# Enrich Web GIS

All you need to perform enrichment using a Web GIS using Python is a Web GIS with geoenrichment configured and the Python API installed in your local environment. Either ArcGIS Online or ArcGIS Enterprise with the [geoenrichment utility service configured](https://enterprise.arcgis.com/en/portal/latest/administer/linux/configure-services.htm#ESRI_SECTION2_1E0134BF60A049FFB388265B5A6AAE7F) are valid Web GIS's. The local Python environemnt requires ArcGIS Python API 1.9.1, available in both a [Conda](https://anaconda.org/esri/arcgis) and [PIP](https://pypi.org/project/arcgis/).

With these requirements met, you can use the `get_countries` and `Country.enrich_variables` function to introspectively retrieve variables to use in the [`arcgis.geoenrichment.enrich` function](https://developers.arcgis.com/python/api-reference/arcgis.geoenrichment.html#enrich).

### DATA LINES
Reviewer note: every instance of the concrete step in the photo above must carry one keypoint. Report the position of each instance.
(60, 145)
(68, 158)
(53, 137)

### SHORT PROBLEM 1
According to the Enrich Web GIS page, which version of the ArcGIS Python API does the local Python environment need?
### SHORT PROBLEM 2
Please extend the Enrich Web GIS page, picking up right after its final sentence.

### RESULT 1
ArcGIS Python API 1.9.1.

### RESULT 2
## Imports and Setup

In [1]:
import json
import os
from pathlib import Path

from arcgis.features import GeoAccessor
from arcgis.geometry import Polygon
from arcgis.geoenrichment import get_countries, Country, enrich  # specific geoenrichment imports
from arcgis.gis import GIS
from dotenv import find_dotenv, load_dotenv
import pandas as pd

In [2]:
# load environment variables from .env
load_dotenv(find_dotenv())

# paths to common data locations - NOTE: to convert any path to a raw string, simply use str(path_instance)
dir_prj = Path.cwd().parent
dir_data = dir_prj/'data'
dir_raw = dir_data/'raw'
dir_int = dir_data/'interim'

## Discover Available Countries

The first step is discovering which countries are available since most demographic data is organized by country. In the Python API 1.9.1 release the `as_df` parameter has been added to enable discovering available countries as a Pandas Dataframe for ease of discovery and filtering.

In [3]:
# create a GIS object connecting to a Web GIS
gis = GIS(
    url=os.getenv('ESRI_GIS_URL'), 
    username=os.getenv('ESRI_GIS_USERNAME'),
    password=os.getenv('ESRI_GIS_PASSWORD')
)

# use this Web GIS instance as input
cntry_df = get_countries(gis, as_df=True)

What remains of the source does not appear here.